**PROBLEM STATEMENT:** Please find the lines in the following records that hold "Target", and copy them.

**STUDY MATERIAL:**

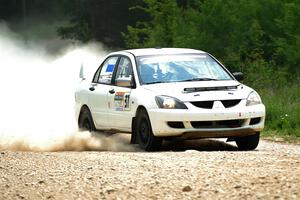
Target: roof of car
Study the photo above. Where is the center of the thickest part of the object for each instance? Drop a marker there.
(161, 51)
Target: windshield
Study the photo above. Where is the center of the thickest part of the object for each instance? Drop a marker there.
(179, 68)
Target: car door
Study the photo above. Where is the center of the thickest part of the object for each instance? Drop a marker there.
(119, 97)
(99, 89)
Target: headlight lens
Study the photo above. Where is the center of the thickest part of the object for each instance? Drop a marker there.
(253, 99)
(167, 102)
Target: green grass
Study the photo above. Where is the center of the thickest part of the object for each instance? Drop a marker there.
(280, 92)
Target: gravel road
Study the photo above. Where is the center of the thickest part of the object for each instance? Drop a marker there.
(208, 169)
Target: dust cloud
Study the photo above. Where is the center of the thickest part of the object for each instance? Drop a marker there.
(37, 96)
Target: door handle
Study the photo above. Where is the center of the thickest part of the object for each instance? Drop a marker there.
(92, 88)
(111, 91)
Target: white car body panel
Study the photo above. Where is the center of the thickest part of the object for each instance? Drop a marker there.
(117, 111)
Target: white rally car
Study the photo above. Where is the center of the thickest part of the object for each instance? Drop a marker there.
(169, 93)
==
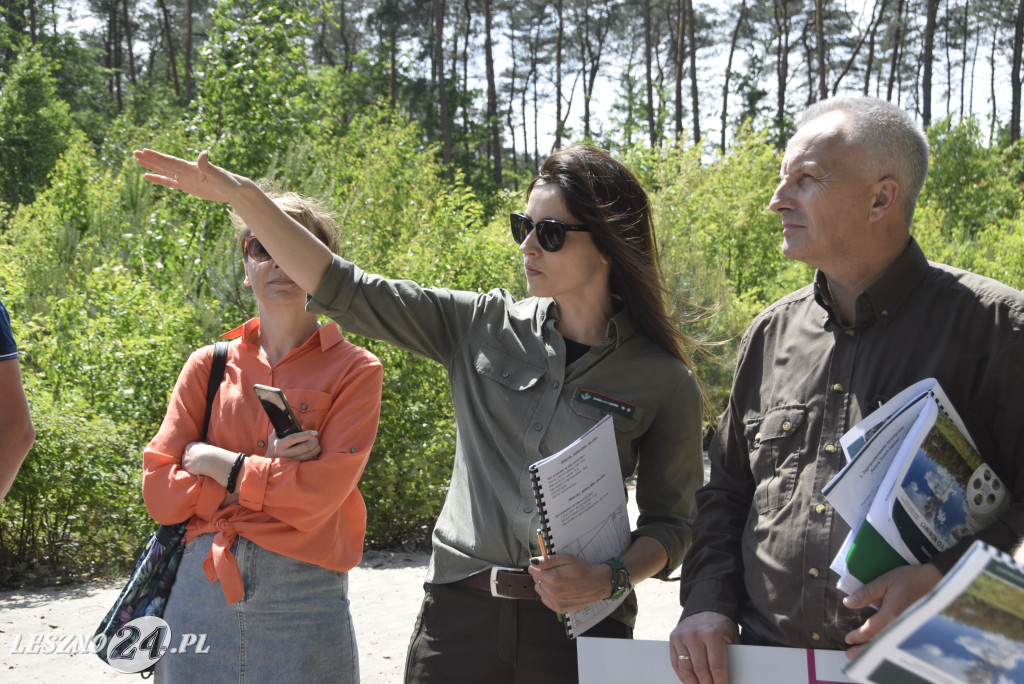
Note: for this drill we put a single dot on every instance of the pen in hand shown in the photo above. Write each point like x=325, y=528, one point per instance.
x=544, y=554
...
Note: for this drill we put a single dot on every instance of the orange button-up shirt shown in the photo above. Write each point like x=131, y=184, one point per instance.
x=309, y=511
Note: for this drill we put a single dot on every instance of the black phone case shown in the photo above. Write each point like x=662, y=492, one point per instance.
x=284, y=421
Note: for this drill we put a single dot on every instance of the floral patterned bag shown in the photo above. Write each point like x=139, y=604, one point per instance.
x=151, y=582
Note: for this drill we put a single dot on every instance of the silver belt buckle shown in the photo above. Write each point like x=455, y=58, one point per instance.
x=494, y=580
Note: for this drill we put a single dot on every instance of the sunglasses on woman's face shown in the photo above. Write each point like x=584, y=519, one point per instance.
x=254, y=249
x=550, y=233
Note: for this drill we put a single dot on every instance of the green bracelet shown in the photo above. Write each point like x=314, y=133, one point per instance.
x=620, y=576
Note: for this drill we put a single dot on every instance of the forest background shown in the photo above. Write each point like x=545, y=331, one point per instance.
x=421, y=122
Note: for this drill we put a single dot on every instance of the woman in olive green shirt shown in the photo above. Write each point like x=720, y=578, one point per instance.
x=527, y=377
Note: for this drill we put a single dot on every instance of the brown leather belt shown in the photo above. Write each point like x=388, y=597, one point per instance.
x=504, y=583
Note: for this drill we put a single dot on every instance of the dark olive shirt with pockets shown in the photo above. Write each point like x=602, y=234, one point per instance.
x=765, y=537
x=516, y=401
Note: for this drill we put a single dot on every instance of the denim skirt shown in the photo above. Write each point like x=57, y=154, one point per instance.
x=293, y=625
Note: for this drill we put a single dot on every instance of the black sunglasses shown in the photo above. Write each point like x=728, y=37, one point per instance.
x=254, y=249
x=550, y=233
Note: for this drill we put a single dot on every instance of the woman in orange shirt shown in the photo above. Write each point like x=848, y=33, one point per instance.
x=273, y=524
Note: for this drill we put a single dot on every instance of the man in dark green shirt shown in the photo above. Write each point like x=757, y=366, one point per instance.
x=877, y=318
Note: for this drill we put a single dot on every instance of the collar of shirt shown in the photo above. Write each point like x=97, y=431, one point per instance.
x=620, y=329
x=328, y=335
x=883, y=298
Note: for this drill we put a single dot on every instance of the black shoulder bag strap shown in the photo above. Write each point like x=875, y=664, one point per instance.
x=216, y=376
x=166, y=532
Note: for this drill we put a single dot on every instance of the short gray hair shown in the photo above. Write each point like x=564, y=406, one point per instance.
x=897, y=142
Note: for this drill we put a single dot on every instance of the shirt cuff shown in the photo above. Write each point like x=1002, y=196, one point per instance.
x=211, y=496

**TASK RESULT:**
Target: roof of car
Target: windshield
Target: car door
Target: headlight lens
Target: green grass
Target: gravel road
Target: dust cloud
Target: door handle
Target: white car body panel
Target: white rally car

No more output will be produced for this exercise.